(Beginning of SUPPLIED RECORDS)
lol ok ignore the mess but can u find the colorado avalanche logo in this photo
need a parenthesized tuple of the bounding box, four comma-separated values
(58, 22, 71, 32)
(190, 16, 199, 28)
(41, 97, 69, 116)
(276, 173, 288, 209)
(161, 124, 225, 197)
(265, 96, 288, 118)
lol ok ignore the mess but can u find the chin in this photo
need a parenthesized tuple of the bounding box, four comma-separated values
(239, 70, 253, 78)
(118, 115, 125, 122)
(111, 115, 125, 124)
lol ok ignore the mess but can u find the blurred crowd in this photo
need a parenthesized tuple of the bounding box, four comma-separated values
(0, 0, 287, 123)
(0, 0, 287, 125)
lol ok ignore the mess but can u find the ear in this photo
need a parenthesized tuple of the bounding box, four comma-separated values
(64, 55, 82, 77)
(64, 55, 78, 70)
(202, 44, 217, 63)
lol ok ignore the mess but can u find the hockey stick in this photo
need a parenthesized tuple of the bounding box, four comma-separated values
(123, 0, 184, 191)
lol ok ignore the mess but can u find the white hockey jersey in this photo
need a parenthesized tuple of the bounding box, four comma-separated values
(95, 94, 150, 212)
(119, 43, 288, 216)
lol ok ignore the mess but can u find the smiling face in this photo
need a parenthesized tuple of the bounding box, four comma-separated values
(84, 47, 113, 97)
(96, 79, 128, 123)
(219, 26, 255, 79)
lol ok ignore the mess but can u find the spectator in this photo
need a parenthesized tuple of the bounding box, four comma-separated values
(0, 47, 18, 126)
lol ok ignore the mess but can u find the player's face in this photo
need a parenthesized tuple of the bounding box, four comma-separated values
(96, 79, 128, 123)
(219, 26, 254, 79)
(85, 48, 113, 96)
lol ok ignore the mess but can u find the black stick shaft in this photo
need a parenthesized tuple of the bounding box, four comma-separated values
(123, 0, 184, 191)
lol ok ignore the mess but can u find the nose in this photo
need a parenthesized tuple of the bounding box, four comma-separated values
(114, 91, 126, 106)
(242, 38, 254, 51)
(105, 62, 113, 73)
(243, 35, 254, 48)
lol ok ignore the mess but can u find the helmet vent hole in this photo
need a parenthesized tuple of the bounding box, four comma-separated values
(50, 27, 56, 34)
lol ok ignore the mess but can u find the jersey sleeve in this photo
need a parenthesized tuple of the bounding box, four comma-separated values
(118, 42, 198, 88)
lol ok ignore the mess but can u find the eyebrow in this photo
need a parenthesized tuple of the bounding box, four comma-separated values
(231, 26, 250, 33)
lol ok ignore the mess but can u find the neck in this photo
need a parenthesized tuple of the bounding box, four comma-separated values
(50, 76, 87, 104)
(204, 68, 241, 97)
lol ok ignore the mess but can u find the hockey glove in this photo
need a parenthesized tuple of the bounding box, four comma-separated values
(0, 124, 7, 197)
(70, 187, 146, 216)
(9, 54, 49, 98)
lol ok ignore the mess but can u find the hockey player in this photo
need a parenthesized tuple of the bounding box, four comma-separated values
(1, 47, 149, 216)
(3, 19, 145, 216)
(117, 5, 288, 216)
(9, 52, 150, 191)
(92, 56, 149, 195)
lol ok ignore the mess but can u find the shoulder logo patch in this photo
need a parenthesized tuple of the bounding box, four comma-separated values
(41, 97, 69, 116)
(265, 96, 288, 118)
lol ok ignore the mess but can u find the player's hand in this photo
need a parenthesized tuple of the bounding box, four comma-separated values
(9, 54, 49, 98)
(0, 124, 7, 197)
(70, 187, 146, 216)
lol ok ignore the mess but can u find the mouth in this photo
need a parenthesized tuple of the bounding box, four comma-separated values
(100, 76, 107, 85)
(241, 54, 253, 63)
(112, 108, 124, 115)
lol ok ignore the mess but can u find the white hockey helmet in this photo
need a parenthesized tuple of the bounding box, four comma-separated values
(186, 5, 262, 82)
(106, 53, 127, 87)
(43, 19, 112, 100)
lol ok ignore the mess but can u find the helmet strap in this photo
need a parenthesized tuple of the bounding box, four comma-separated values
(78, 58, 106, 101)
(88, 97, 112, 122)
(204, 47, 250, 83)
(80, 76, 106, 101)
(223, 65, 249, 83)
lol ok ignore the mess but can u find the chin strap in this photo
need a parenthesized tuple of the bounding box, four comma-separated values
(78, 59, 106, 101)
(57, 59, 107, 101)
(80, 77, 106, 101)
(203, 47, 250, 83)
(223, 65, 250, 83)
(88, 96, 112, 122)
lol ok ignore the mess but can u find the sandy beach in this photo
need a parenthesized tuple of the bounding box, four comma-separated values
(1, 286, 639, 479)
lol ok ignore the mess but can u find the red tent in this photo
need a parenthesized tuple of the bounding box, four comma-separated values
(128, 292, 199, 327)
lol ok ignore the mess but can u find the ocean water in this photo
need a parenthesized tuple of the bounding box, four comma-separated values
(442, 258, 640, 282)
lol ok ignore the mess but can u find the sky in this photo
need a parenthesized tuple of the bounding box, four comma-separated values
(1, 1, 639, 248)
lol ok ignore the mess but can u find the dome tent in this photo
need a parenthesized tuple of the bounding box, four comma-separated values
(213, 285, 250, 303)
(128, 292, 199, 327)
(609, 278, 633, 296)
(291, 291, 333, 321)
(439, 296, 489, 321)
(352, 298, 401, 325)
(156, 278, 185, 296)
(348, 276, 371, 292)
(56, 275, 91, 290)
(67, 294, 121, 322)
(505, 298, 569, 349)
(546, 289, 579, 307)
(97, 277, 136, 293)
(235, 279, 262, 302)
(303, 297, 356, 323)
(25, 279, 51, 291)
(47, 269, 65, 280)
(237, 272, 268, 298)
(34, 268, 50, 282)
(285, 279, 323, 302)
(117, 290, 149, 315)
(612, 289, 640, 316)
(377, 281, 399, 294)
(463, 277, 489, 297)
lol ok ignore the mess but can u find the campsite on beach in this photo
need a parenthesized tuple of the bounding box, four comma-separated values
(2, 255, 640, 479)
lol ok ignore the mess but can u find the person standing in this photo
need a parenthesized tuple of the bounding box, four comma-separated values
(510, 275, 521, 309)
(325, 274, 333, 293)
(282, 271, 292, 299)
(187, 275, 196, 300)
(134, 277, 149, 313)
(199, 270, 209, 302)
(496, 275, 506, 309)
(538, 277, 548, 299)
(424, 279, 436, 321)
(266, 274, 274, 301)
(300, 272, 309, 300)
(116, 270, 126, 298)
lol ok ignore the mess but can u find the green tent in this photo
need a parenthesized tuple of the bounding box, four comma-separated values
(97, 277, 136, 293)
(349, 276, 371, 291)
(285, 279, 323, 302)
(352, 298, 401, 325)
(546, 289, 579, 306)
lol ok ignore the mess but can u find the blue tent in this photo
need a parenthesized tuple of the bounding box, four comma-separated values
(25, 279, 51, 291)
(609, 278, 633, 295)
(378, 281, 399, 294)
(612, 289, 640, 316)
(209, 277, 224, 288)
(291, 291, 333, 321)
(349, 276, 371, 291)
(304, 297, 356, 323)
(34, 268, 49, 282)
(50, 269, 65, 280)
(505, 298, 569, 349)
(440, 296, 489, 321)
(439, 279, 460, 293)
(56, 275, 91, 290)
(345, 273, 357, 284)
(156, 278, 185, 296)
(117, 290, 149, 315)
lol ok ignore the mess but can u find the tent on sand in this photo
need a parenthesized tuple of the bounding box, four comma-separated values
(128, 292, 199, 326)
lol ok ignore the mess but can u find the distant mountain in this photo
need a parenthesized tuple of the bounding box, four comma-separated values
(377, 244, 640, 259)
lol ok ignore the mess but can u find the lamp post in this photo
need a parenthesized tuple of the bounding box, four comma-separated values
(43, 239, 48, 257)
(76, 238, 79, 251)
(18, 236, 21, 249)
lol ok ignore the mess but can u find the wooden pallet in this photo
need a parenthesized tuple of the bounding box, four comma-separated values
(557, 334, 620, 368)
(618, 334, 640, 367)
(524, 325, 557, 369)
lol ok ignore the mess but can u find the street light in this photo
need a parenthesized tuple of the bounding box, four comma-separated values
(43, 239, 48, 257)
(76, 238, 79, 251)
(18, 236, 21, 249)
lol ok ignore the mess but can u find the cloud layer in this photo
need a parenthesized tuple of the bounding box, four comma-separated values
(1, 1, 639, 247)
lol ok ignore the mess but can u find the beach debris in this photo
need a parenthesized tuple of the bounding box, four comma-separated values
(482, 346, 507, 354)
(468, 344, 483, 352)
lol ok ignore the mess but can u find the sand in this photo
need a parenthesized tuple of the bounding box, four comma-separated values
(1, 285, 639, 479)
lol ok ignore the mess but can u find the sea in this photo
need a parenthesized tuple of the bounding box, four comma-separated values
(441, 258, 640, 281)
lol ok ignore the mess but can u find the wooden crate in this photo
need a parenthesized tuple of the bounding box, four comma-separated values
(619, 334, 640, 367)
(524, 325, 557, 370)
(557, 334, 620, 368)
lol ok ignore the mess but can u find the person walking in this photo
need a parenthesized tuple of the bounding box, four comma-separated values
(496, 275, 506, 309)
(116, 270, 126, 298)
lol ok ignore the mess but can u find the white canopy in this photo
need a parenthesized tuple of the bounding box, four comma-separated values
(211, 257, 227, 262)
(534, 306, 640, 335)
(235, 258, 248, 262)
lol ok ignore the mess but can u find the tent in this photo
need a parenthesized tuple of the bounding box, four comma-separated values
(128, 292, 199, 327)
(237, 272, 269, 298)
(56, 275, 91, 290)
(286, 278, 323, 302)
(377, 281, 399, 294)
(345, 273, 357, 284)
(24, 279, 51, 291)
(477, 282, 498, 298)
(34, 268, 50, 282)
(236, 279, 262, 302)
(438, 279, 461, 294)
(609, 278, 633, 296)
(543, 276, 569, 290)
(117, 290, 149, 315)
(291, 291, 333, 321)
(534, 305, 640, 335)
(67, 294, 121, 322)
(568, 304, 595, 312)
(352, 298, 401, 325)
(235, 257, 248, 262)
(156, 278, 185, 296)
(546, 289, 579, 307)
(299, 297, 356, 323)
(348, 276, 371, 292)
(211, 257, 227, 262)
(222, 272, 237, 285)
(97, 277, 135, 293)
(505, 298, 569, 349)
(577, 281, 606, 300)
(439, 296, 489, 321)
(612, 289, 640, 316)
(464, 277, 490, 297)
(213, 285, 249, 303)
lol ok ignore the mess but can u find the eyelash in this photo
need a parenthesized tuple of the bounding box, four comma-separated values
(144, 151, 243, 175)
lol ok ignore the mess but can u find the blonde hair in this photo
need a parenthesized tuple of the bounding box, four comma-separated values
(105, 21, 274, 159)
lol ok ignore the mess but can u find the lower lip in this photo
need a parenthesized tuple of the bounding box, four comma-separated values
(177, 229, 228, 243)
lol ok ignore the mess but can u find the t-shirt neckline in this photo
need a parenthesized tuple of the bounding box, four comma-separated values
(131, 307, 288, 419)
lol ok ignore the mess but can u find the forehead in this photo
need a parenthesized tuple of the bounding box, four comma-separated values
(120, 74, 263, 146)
(End of SUPPLIED RECORDS)
* _TASK GOAL_: The required answer is the exact run of lines above starting at the line with "jersey in this photo" and ending at the line with "player's face in this photo", with both ends present.

* _YOUR SOLUTION_:
lol ok ignore the mess but can u find the white hockey jersey in this photo
need a parenthesized tuple of the bounding box, four comma-separated values
(95, 94, 150, 212)
(119, 43, 288, 216)
lol ok ignore the mess but can u find the smiling face in this photo
need a parenthesized tuple of the bounding box, four comma-separated values
(84, 47, 113, 97)
(96, 79, 128, 123)
(219, 26, 255, 79)
lol ok ignore the mess but can u find the spectator in this photo
need a parenthesized tuple of the bounding box, four comma-separated values
(0, 47, 18, 126)
lol ok ignore the mess but can u find the player's face in this photo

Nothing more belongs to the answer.